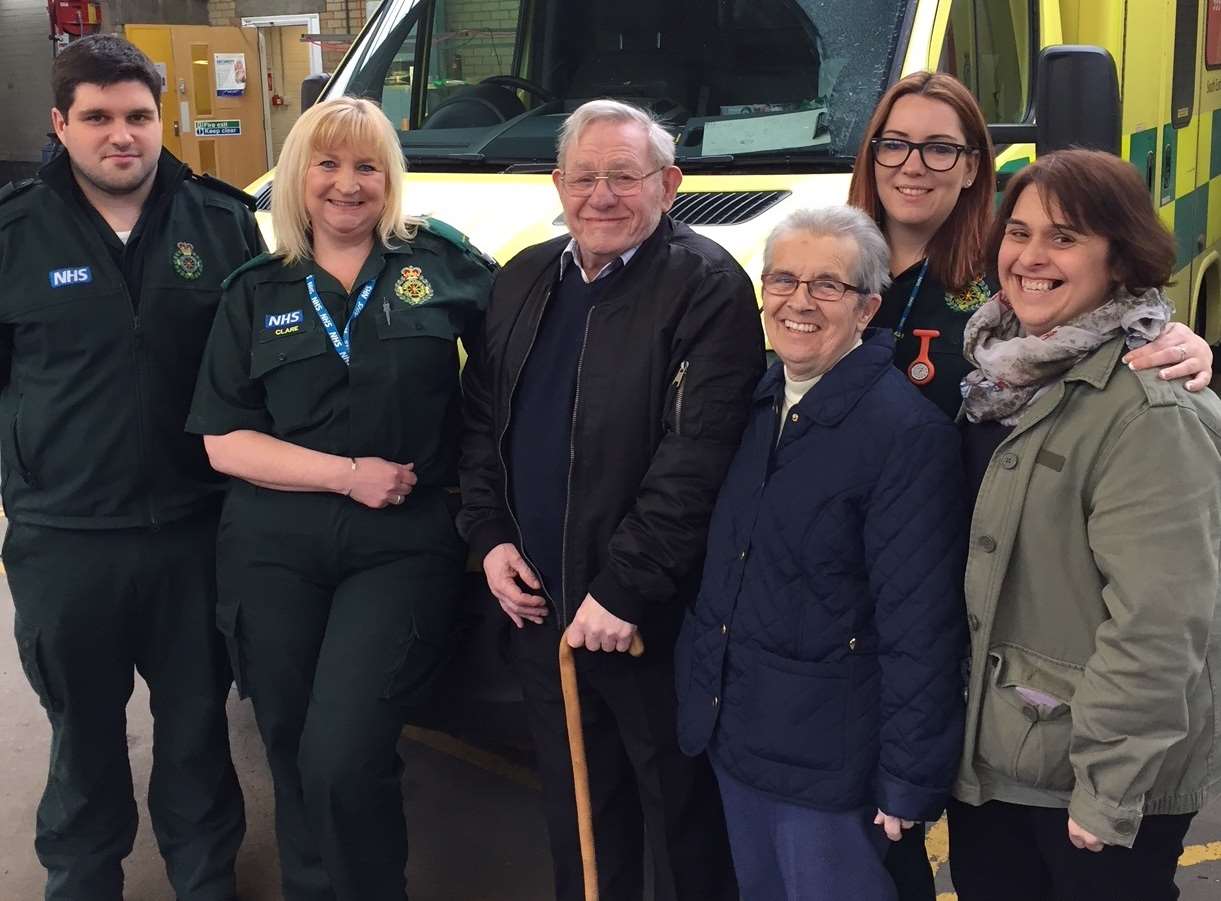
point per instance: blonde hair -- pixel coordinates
(343, 122)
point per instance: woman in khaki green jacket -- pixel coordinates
(1093, 575)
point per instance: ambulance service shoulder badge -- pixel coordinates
(971, 298)
(413, 287)
(187, 263)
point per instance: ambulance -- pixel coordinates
(767, 101)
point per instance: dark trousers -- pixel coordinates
(1012, 852)
(909, 867)
(338, 615)
(90, 608)
(641, 785)
(784, 851)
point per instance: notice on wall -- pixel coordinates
(217, 127)
(230, 73)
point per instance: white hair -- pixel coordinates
(659, 141)
(873, 255)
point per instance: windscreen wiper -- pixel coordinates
(807, 158)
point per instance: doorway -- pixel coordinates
(287, 61)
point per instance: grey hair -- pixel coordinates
(873, 254)
(659, 141)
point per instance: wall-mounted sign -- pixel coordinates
(217, 127)
(230, 75)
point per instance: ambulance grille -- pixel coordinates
(724, 206)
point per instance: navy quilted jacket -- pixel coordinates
(822, 662)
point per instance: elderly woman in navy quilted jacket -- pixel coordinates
(821, 667)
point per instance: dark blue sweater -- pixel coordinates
(540, 432)
(822, 661)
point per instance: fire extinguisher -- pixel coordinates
(72, 18)
(276, 100)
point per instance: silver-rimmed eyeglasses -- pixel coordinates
(822, 288)
(620, 183)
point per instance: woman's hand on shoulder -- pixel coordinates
(894, 827)
(1183, 353)
(376, 482)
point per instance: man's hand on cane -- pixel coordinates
(596, 629)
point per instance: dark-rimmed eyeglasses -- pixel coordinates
(830, 289)
(620, 183)
(937, 155)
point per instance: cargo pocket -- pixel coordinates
(18, 454)
(31, 652)
(1025, 741)
(416, 663)
(226, 622)
(796, 711)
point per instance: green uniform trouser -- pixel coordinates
(338, 618)
(90, 607)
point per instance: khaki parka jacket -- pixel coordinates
(1093, 579)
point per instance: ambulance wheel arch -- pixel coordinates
(1206, 300)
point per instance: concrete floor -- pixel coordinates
(475, 823)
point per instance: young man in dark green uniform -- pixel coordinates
(110, 269)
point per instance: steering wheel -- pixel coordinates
(515, 83)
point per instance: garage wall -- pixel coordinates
(25, 86)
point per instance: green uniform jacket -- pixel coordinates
(98, 360)
(1093, 578)
(271, 368)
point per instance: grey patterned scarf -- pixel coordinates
(1012, 366)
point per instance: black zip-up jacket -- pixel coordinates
(100, 344)
(669, 360)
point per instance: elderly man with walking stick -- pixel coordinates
(602, 414)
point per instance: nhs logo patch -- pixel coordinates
(282, 320)
(75, 275)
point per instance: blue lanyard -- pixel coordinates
(911, 300)
(342, 343)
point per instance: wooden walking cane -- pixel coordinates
(580, 764)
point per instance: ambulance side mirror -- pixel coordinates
(1077, 99)
(311, 87)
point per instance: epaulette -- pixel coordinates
(260, 260)
(14, 188)
(1158, 391)
(447, 232)
(216, 184)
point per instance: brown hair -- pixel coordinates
(956, 252)
(103, 60)
(1098, 194)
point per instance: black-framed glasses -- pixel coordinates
(937, 155)
(620, 183)
(822, 288)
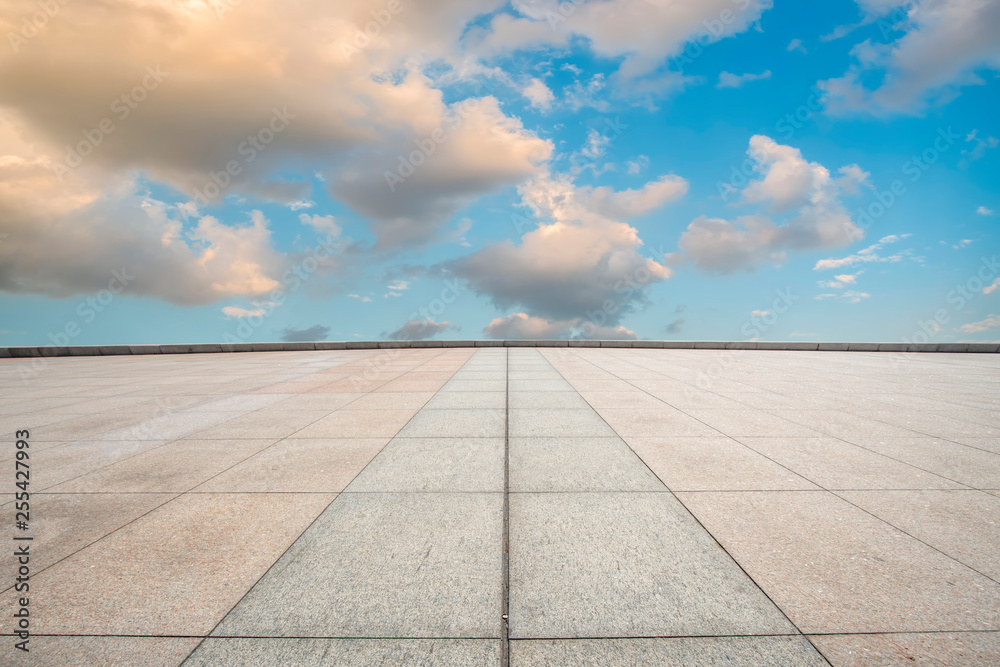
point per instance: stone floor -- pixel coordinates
(689, 507)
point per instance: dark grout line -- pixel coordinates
(311, 523)
(888, 633)
(505, 561)
(702, 526)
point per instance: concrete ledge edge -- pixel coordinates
(211, 348)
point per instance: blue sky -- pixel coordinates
(722, 170)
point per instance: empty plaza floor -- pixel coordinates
(519, 505)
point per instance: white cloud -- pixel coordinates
(523, 326)
(538, 94)
(480, 149)
(237, 312)
(579, 259)
(420, 329)
(346, 116)
(796, 45)
(729, 80)
(991, 322)
(789, 185)
(309, 334)
(979, 148)
(637, 165)
(866, 255)
(643, 34)
(840, 281)
(850, 296)
(945, 43)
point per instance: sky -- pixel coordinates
(242, 171)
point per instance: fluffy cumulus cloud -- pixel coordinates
(643, 34)
(579, 262)
(77, 235)
(944, 45)
(420, 329)
(309, 334)
(411, 186)
(538, 94)
(521, 326)
(213, 99)
(991, 322)
(803, 193)
(730, 80)
(871, 254)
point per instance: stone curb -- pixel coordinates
(206, 348)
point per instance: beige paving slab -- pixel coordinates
(109, 651)
(557, 422)
(327, 402)
(412, 400)
(966, 465)
(713, 464)
(299, 464)
(271, 423)
(455, 424)
(404, 565)
(358, 424)
(949, 649)
(356, 652)
(55, 465)
(835, 464)
(624, 565)
(835, 568)
(749, 422)
(577, 464)
(175, 467)
(963, 524)
(654, 652)
(62, 524)
(660, 423)
(434, 465)
(176, 571)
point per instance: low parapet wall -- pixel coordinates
(97, 350)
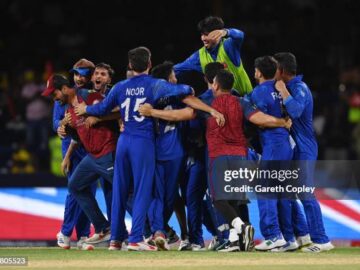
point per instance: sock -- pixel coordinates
(236, 223)
(233, 236)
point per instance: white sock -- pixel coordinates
(233, 235)
(236, 223)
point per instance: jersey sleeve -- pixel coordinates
(232, 45)
(58, 115)
(259, 100)
(168, 92)
(247, 106)
(190, 64)
(106, 105)
(295, 104)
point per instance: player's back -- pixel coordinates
(269, 101)
(302, 129)
(229, 139)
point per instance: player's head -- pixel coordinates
(57, 87)
(223, 82)
(208, 25)
(102, 76)
(139, 59)
(164, 71)
(211, 70)
(287, 65)
(82, 71)
(265, 68)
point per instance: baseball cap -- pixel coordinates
(55, 82)
(82, 71)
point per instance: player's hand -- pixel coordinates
(61, 132)
(145, 109)
(80, 109)
(216, 35)
(91, 121)
(65, 165)
(220, 119)
(288, 123)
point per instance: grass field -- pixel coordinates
(101, 258)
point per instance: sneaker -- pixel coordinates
(82, 245)
(271, 243)
(63, 241)
(160, 241)
(230, 247)
(172, 236)
(99, 237)
(246, 238)
(196, 247)
(304, 241)
(141, 246)
(184, 245)
(316, 248)
(213, 243)
(289, 246)
(115, 245)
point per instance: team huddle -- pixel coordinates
(152, 145)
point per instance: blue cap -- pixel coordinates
(82, 71)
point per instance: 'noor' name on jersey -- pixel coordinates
(138, 91)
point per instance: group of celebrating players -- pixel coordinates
(148, 137)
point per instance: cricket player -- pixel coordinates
(298, 102)
(220, 45)
(135, 153)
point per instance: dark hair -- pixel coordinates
(209, 24)
(107, 67)
(212, 69)
(139, 58)
(267, 65)
(225, 79)
(286, 62)
(163, 71)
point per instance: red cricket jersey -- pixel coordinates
(98, 140)
(230, 139)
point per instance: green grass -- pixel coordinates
(101, 258)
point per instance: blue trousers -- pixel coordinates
(165, 192)
(80, 185)
(311, 205)
(134, 166)
(268, 207)
(194, 191)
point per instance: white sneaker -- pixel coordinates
(141, 246)
(289, 246)
(316, 248)
(63, 241)
(196, 247)
(304, 241)
(271, 244)
(160, 241)
(184, 245)
(213, 243)
(99, 237)
(82, 245)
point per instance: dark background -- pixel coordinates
(41, 37)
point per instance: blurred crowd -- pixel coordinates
(41, 40)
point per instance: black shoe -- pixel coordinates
(230, 247)
(172, 236)
(247, 237)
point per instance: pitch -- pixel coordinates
(55, 258)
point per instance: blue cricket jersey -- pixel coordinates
(300, 108)
(269, 101)
(130, 94)
(232, 46)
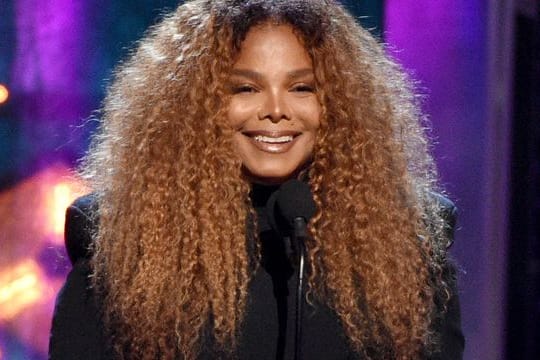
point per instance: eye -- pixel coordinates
(243, 88)
(304, 88)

=-=-=

GOAL OF THE EXERCISE |
Copy every line of the items above word for word, leaving out the pictures.

FINAL ANSWER |
point per instance: blonde hair -- pixel coordinates
(343, 122)
point per instance: woman in khaki green jacket -- pixel coordinates
(1093, 575)
point per instance: ambulance service shoulder badge -- pixel coordinates
(971, 298)
(413, 287)
(187, 263)
point per instance: ambulance -- pixel coordinates
(767, 101)
point per instance: dark trousers -- pixel coordinates
(1012, 852)
(909, 867)
(338, 615)
(90, 608)
(641, 785)
(784, 851)
point per instance: notice on wall -- pixel coordinates
(217, 127)
(230, 73)
point per instance: white hair -- pixel coordinates
(659, 141)
(873, 255)
point per instance: windscreen wiper -- pixel coordinates
(807, 158)
point per instance: doorway -- pixel coordinates
(287, 61)
point per instance: grey hair -- pixel coordinates
(873, 254)
(659, 141)
point per instance: wall-mounted sign -- pixel coordinates
(217, 127)
(230, 75)
point per instance: ambulance grille -- pixel coordinates
(724, 206)
point per instance: navy quilted jacket -- pixel coordinates
(822, 662)
point per instance: elderly woman in navy quilted jacket -- pixel coordinates
(821, 667)
point per instance: dark blue sweater -- pixel coordinates
(540, 432)
(822, 661)
point per instance: fire extinguisher -- pixel coordinates
(72, 18)
(276, 100)
point per instance: silver-rimmed eyeglasses -- pixel coordinates
(822, 288)
(620, 183)
point per instance: woman's hand on shoulder -- pixel coordinates
(894, 827)
(1183, 353)
(376, 482)
point per instance: man's hand on cane -- pixel coordinates
(596, 629)
point per instance: dark-rimmed eyeglasses -- pixel coordinates
(830, 289)
(620, 183)
(937, 155)
point per instance: cargo pocket -- pixel coordinates
(18, 454)
(31, 652)
(1025, 741)
(416, 663)
(226, 622)
(796, 711)
point per instance: green uniform trouser -- pixel coordinates
(338, 618)
(90, 607)
point per instance: khaki parka jacket -- pixel coordinates
(1093, 579)
point per instance: ambulance wheel arch -- pixel coordinates
(1206, 300)
point per instance: concrete floor -- pixel coordinates
(475, 823)
point per instance: young man in dark green uniform -- pixel coordinates
(110, 269)
point per instance: steering wheel -- pixel coordinates
(515, 83)
point per instance: garage wall -- pixel coordinates
(25, 86)
point per instance: green uniform jacket -- pixel coordinates
(98, 360)
(1093, 578)
(271, 368)
point per instance: grey patterned scarf -- pixel coordinates
(1012, 366)
point per instance: black zip-up jacket -- pixel coordinates
(100, 344)
(669, 360)
point per instance: elderly man with walking stick -- pixel coordinates
(602, 414)
point per instance: nhs logo patch -- pixel coordinates
(282, 320)
(75, 275)
point per instance: blue lanyard -- pixel coordinates
(911, 300)
(342, 343)
point per instance: wooden walking cane -- pixel coordinates
(580, 764)
point per instance: ambulance side mirror -- pixel coordinates
(1077, 99)
(311, 87)
point per instance: epaulette -- pixel coordinates
(260, 260)
(14, 188)
(1158, 391)
(447, 232)
(216, 184)
point per instance: brown hair -- pixel coordinates
(956, 252)
(103, 60)
(1098, 194)
point per instance: black-framed glasses -- pixel coordinates
(937, 155)
(620, 183)
(822, 288)
point per instance: stone floor -- pixel coordinates
(689, 507)
point per instance: dark grout line -- pixel coordinates
(311, 523)
(888, 633)
(505, 561)
(702, 526)
point per instance: concrete ledge edge -- pixel coordinates
(211, 348)
point per instance: blue sky -- pixel coordinates
(722, 170)
point per instance: empty plaza floor -- pixel coordinates
(519, 505)
point per instance: white cloud -- pixel coordinates
(523, 326)
(538, 94)
(480, 149)
(237, 312)
(579, 259)
(420, 329)
(346, 116)
(796, 45)
(729, 80)
(991, 322)
(789, 185)
(309, 334)
(979, 148)
(637, 165)
(866, 255)
(643, 34)
(840, 281)
(850, 296)
(945, 43)
point per instance: sky -- pixel coordinates
(242, 171)
point per instance: fluffy cumulus cloud -- pixel coordinates
(643, 34)
(579, 262)
(77, 235)
(944, 45)
(420, 329)
(309, 334)
(411, 186)
(538, 94)
(521, 326)
(213, 99)
(991, 322)
(803, 193)
(730, 80)
(871, 254)
point per instance: stone curb -- pixel coordinates
(206, 348)
point per instance: beige paving slab -- pixel coordinates
(109, 651)
(557, 422)
(327, 402)
(412, 400)
(966, 465)
(713, 464)
(299, 464)
(271, 423)
(455, 424)
(404, 565)
(358, 424)
(949, 649)
(356, 652)
(55, 465)
(835, 464)
(624, 565)
(835, 568)
(749, 422)
(577, 464)
(175, 467)
(963, 524)
(654, 652)
(62, 524)
(660, 423)
(434, 465)
(176, 571)
point per instance: low parapet wall -- pixel coordinates
(97, 350)
point per instance: sock -- pixel coordinates
(236, 223)
(233, 236)
point per instance: white sock -- pixel coordinates
(233, 235)
(236, 223)
point per instance: jersey sleeve -- pixel coordinates
(232, 45)
(58, 115)
(259, 100)
(168, 92)
(247, 106)
(190, 64)
(106, 105)
(295, 104)
point per instance: player's back -- pixel coordinates
(269, 101)
(302, 129)
(229, 139)
point per instance: player's head -- pixel coordinates
(57, 87)
(223, 82)
(208, 25)
(102, 76)
(139, 59)
(164, 71)
(211, 70)
(287, 65)
(82, 71)
(265, 68)
point per instance: baseball cap -- pixel coordinates
(55, 82)
(82, 71)
point per instance: player's hand -- pixel coordinates
(61, 132)
(145, 109)
(80, 109)
(216, 35)
(91, 121)
(65, 165)
(220, 119)
(288, 123)
point per instance: grass field -- pixel coordinates
(101, 258)
point per instance: sneaker -- pixel coordinates
(82, 245)
(271, 243)
(63, 241)
(160, 241)
(230, 247)
(172, 236)
(99, 237)
(246, 238)
(196, 247)
(304, 241)
(141, 246)
(184, 245)
(316, 248)
(213, 243)
(289, 246)
(115, 245)
point per instance: team huddle -- pixel coordinates
(152, 145)
point per instance: blue cap -- pixel coordinates
(82, 71)
point per instance: 'noor' name on jersey -- pixel coordinates
(138, 91)
point per instance: group of celebrating players -- pixel coordinates
(148, 137)
point per instance: cricket player -- pixel coordinates
(298, 102)
(220, 45)
(135, 153)
point per instance: dark hair -- pixel coordinates
(209, 24)
(107, 67)
(212, 69)
(139, 58)
(267, 65)
(225, 79)
(286, 62)
(163, 71)
point per instance: red cricket jersey -- pixel coordinates
(98, 140)
(230, 139)
point per instance: green grass -- pixel coordinates
(101, 258)
point per instance: blue trousers -- pixel coordinates
(165, 192)
(80, 185)
(311, 205)
(134, 166)
(268, 207)
(194, 191)
point per instance: white sneaker -- pixel coordinates
(141, 246)
(289, 246)
(316, 248)
(63, 241)
(196, 247)
(304, 241)
(271, 244)
(160, 241)
(184, 245)
(213, 243)
(99, 237)
(82, 245)
point per instance: dark background -- pixel coordinates
(41, 37)
point per instance: blurred crowd -- pixel coordinates
(41, 40)
point per instance: black shoe -- pixel coordinates
(230, 247)
(172, 236)
(247, 237)
point per instance: pitch -- pixel coordinates
(55, 258)
point per instance: blue cricket jersey -- pixel coordinates
(300, 108)
(269, 101)
(130, 94)
(232, 46)
point per instance: eye -- pixel coordinates
(243, 88)
(304, 88)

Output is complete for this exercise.